**Consegne**
**a)** Nel testo sulla chimica biobased, quale sistema viene citato come molto più vantaggioso economicamente per ridurre le emissioni di gas a effetto serra?
**b)** Trascrivi dal testo sulla chimica biobased il passo che comincia con "Bisogna però considerare" e termina con "termico delle case?".

**Fonte**
══════════

Bisogna però considerare se la riduzione del volume assoluto dei gas a effetto serra debba effettivamente essere l’unico criterio decisionale che guiderà il futuro quadro normativo dell’economia biobased. Non dovremmo piuttosto domandarci se vale davvero la pena di promuovere la chimica biobased tout-court, dato che diversi studi hanno dimostrato chiaramente che ci sono sistemi molto più vantaggiosi economicamente per ridurre le emissioni di gas a effetto serra, quali l’isolamento termico delle case?

Se consideriamo altri parametri – quali il risparmio relativo di gas a effetto serra per tonnellate di biomassa, l’alta efficienza di utilizzo della biomassa (che significa meno biomassa e aree coltivate per la stessa quantità di prodotto finale), l’innovazione, gli investimenti e la competitività – appare privo di senso dedicare incentivi esclusivamente alle commodity drop-in, tra cui dobbiamo includere anche i prodotti chimici fini drop-in e le nuove sostanze chimiche.

 

Le gigantesche raffinerie a biomassa lignocellulosica rappresentano la prossima frontiera? O sono un altro vicolo cieco?

══════════

**Estratto dei dati**
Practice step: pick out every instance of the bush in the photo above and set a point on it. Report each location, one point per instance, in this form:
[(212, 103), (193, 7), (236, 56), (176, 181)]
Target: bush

══════════

**Risposte**
**a)** L'isolamento termico delle case.

**b)**
Bisogna però considerare se la riduzione del volume assoluto dei gas a effetto serra debba effettivamente essere l’unico criterio decisionale che guiderà il futuro quadro normativo dell’economia biobased. Non dovremmo piuttosto domandarci se vale davvero la pena di promuovere la chimica biobased tout-court, dato che diversi studi hanno dimostrato chiaramente che ci sono sistemi molto più vantaggiosi economicamente per ridurre le emissioni di gas a effetto serra, quali l’isolamento termico delle case?